[Problem description]
Repeat the material word for word, from its first line down to and including the line that contains "[388,290,555,349]". Leave the pictures out of your reply.

** Start **

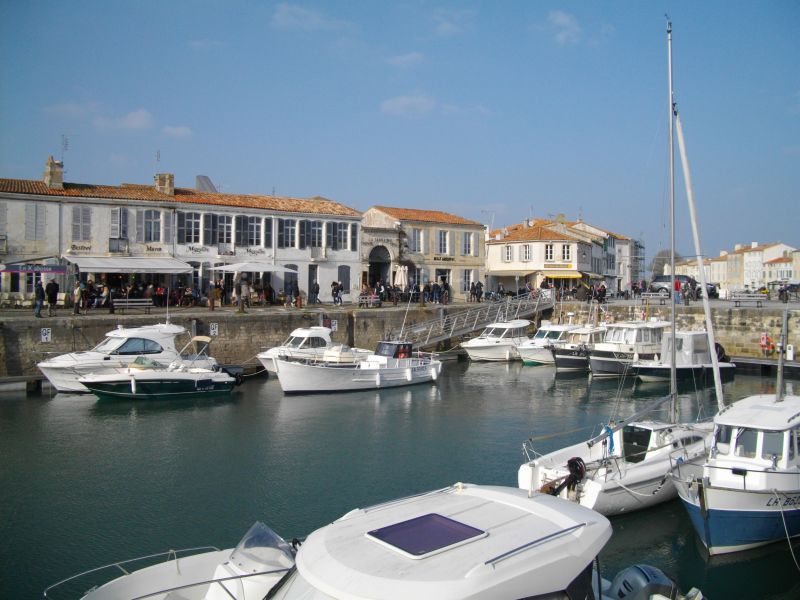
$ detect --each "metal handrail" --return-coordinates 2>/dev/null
[44,546,219,598]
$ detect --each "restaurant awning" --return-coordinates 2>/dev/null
[63,255,192,274]
[539,269,581,279]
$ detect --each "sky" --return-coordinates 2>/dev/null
[0,0,800,259]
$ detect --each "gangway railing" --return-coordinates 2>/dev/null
[387,289,555,348]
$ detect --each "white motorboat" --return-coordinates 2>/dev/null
[673,311,800,555]
[256,326,372,373]
[630,331,736,386]
[517,321,580,365]
[589,319,670,377]
[517,408,713,516]
[44,522,295,600]
[275,341,442,392]
[673,394,800,555]
[37,323,217,393]
[45,483,702,600]
[517,19,722,515]
[461,319,531,361]
[550,325,606,371]
[78,335,242,400]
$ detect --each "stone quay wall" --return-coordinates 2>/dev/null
[0,302,800,377]
[545,302,800,360]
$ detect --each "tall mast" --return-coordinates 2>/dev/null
[667,17,678,423]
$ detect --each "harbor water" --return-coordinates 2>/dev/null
[0,361,800,600]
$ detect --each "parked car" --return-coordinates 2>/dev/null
[648,275,719,298]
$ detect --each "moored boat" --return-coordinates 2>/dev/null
[517,321,580,365]
[630,331,736,386]
[45,483,702,600]
[589,320,670,377]
[256,326,372,373]
[275,341,442,392]
[461,319,531,361]
[78,336,241,400]
[550,325,606,372]
[36,323,217,393]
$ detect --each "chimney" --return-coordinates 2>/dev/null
[153,173,175,196]
[44,156,64,190]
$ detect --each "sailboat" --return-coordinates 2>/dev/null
[517,23,722,516]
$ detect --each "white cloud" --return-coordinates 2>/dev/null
[547,10,581,46]
[381,96,436,117]
[93,108,153,131]
[270,3,347,31]
[161,125,192,138]
[44,102,100,117]
[187,40,227,50]
[433,9,477,37]
[386,52,425,69]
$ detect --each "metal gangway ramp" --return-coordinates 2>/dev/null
[388,290,555,349]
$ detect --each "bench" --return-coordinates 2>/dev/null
[728,292,766,308]
[640,292,670,306]
[111,298,153,314]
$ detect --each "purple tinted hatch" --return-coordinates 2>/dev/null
[367,513,486,556]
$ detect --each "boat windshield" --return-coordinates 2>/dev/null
[91,337,126,354]
[230,521,294,571]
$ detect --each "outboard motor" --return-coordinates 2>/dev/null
[548,456,586,496]
[603,565,678,600]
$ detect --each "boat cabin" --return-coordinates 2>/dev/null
[478,319,531,340]
[375,341,413,358]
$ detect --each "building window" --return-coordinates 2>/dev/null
[411,229,422,252]
[461,269,473,293]
[336,266,350,294]
[461,231,472,256]
[350,223,358,252]
[264,217,272,248]
[136,210,161,243]
[278,219,297,248]
[25,203,45,240]
[325,223,347,250]
[178,212,201,244]
[110,208,128,240]
[436,231,448,254]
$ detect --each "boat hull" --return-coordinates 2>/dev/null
[84,375,236,400]
[461,343,519,362]
[276,358,442,393]
[631,363,736,385]
[676,480,800,555]
[589,350,655,377]
[552,347,589,371]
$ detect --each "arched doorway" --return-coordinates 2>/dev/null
[368,246,392,286]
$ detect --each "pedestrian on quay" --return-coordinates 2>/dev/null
[44,279,58,317]
[33,279,44,319]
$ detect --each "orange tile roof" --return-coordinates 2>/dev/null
[0,179,361,217]
[372,206,483,227]
[486,225,577,244]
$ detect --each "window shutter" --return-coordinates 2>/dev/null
[163,210,172,244]
[178,212,186,244]
[109,208,123,239]
[136,210,144,244]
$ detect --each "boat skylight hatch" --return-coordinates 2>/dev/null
[365,513,488,559]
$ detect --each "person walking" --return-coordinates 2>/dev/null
[33,279,44,319]
[44,279,58,317]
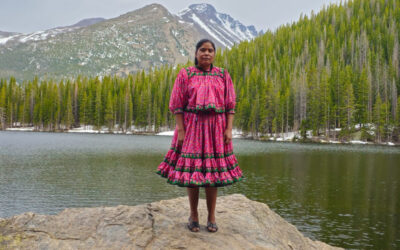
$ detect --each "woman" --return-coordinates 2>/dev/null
[157,39,243,232]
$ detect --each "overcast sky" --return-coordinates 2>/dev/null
[0,0,340,33]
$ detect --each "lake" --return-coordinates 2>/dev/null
[0,131,400,249]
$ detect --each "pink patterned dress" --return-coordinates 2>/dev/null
[157,65,244,187]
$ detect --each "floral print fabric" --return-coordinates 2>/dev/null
[157,67,243,187]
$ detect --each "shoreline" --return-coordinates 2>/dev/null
[0,126,400,146]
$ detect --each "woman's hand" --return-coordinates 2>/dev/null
[178,129,185,145]
[224,128,232,143]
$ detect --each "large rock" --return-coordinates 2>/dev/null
[0,194,342,250]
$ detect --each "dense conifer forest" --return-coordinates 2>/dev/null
[0,0,400,142]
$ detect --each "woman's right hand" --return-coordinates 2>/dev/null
[178,129,185,145]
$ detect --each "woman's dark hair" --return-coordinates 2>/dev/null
[194,38,215,65]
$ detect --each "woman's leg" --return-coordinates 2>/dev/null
[187,187,200,231]
[205,187,218,231]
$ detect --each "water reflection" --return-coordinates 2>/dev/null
[0,131,400,249]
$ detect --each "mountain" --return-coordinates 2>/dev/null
[63,17,107,28]
[0,30,21,39]
[178,4,258,48]
[0,4,257,79]
[0,4,198,79]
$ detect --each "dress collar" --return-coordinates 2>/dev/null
[196,63,214,72]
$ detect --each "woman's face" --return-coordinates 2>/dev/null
[196,42,215,67]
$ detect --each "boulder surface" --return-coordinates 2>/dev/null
[0,194,339,250]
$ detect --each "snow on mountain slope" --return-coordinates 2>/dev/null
[178,4,258,48]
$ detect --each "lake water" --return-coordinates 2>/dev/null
[0,131,400,249]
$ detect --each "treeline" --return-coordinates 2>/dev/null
[217,0,400,141]
[0,66,183,132]
[0,0,400,141]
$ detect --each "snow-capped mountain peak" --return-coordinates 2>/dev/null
[178,3,258,48]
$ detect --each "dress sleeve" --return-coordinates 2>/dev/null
[224,69,236,114]
[169,68,188,114]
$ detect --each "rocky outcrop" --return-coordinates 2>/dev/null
[0,194,342,250]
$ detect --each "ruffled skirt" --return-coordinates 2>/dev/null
[157,111,244,187]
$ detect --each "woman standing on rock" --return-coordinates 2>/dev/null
[157,39,243,232]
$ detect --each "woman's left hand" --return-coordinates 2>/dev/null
[224,129,232,143]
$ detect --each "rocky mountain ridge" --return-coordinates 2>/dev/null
[0,4,257,80]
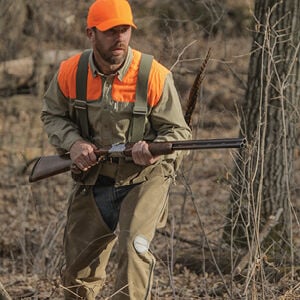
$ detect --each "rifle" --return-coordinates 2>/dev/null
[29,138,246,182]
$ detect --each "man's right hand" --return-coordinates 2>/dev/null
[70,140,97,171]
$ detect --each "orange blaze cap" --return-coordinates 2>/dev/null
[87,0,136,31]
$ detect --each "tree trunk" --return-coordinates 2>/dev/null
[224,0,300,253]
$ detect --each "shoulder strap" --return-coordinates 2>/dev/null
[74,49,92,139]
[129,53,153,142]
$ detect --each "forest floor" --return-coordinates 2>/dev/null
[0,95,300,300]
[0,0,300,300]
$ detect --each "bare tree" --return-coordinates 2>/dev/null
[224,0,300,274]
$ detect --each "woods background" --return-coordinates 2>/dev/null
[0,0,300,299]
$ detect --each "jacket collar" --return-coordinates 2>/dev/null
[89,47,133,81]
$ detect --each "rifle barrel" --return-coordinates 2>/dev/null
[172,138,246,150]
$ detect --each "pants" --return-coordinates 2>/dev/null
[63,170,171,300]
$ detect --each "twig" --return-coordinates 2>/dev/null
[233,208,283,276]
[0,282,12,300]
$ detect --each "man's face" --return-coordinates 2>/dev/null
[89,25,131,65]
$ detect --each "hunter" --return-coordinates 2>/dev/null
[41,0,191,300]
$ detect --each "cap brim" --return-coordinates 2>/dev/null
[96,19,137,31]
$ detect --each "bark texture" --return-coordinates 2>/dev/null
[224,0,300,251]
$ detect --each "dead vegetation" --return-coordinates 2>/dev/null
[0,0,300,300]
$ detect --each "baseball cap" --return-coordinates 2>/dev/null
[87,0,136,31]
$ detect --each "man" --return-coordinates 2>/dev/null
[42,0,191,300]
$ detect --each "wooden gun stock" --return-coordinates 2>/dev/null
[29,138,246,182]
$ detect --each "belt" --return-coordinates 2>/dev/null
[95,175,115,186]
[104,157,120,164]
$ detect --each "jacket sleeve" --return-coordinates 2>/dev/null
[41,73,82,151]
[150,73,192,159]
[150,73,191,141]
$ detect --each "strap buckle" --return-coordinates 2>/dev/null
[74,99,87,110]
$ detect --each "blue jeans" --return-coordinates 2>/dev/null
[93,177,136,231]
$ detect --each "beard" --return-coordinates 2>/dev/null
[96,43,128,65]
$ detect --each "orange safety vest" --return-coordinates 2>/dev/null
[58,50,169,142]
[58,50,169,107]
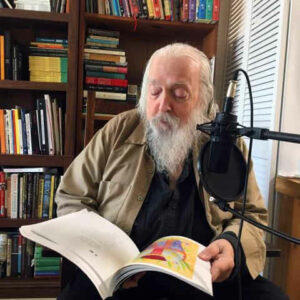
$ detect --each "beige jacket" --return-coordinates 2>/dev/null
[56,110,267,278]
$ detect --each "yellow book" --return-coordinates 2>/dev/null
[0,35,5,80]
[49,175,55,219]
[13,109,21,154]
[147,0,154,19]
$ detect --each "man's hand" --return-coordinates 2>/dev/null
[198,239,234,282]
[122,272,146,289]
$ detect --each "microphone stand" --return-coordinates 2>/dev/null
[197,121,300,245]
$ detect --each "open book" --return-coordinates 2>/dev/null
[20,209,212,299]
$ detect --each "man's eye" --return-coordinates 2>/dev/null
[174,89,188,100]
[150,87,161,96]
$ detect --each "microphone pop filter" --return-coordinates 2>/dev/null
[198,142,246,202]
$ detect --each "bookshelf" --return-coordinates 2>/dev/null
[76,0,218,153]
[0,1,79,298]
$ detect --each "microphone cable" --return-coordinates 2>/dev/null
[234,69,254,300]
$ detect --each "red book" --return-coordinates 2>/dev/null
[129,0,139,17]
[0,172,6,218]
[85,77,128,87]
[211,0,220,24]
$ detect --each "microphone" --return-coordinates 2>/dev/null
[208,79,237,173]
[197,73,246,201]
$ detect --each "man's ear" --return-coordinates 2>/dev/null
[206,98,219,120]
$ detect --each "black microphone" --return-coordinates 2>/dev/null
[208,80,237,173]
[197,74,246,201]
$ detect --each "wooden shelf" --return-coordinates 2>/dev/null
[0,278,61,298]
[0,80,67,92]
[0,8,70,23]
[0,154,72,168]
[0,218,48,230]
[84,13,216,38]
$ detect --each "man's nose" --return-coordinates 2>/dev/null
[159,92,171,112]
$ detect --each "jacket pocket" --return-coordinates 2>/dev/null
[97,181,131,223]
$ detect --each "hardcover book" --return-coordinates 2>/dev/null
[20,209,213,298]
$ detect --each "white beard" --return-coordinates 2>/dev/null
[147,109,201,175]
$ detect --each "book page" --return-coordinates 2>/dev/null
[115,236,213,295]
[20,209,139,297]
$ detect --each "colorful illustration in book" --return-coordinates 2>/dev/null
[135,237,198,278]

** End **

[Expected output]
$ detect --each "metal handrail" --return-coordinates 2>/dev/null
[44,546,219,598]
$ detect --each "restaurant awning" --return-coordinates 2>/dev/null
[63,255,192,274]
[539,269,581,279]
$ detect --each "sky" --return-coordinates 2>/dev/null
[0,0,800,259]
$ detect --each "gangway railing" --return-coordinates 2>/dev/null
[387,289,555,348]
$ detect --each "white motorboat" --return-coordinates 2>/dev/null
[673,311,800,555]
[256,326,372,373]
[630,331,736,386]
[517,321,580,365]
[589,319,670,377]
[517,408,713,516]
[44,522,295,600]
[275,341,442,392]
[673,394,800,555]
[37,323,217,393]
[45,483,702,600]
[517,19,722,515]
[461,319,531,361]
[550,325,606,371]
[78,335,242,400]
$ detect --each "stone quay wall" --return-coordinates 2>/dev/null
[0,302,800,377]
[545,302,800,360]
$ detect --each "tall mast" --return-coordinates 2>/dev/null
[667,17,678,423]
$ detect --each "harbor water" --return-coordinates 2>/dev/null
[0,361,800,600]
$ detect --each "parked car" --return-coordinates 2>/dev/null
[648,275,719,298]
$ detect --each "moored boat" --return-coordinates 2>/dev/null
[517,321,580,365]
[630,331,736,386]
[45,483,702,600]
[589,320,670,377]
[256,326,372,373]
[275,341,442,392]
[461,319,531,361]
[78,336,241,400]
[550,325,606,372]
[36,323,217,393]
$ detect --each "chimney" --return-coordinates 2>/dev/null
[153,173,175,196]
[44,156,64,190]
$ detect --each "sailboat" --return-coordinates 2>/dev/null
[517,23,722,516]
$ detect --each "white cloud" --return-coordinates 2>/dev/null
[547,10,581,46]
[381,96,436,117]
[93,108,153,131]
[270,3,347,31]
[161,125,192,138]
[44,102,100,117]
[187,40,227,50]
[433,9,477,37]
[386,52,425,69]
$ detect --each "metal gangway ramp" --return-coordinates 2>/dev/null
[388,290,555,349]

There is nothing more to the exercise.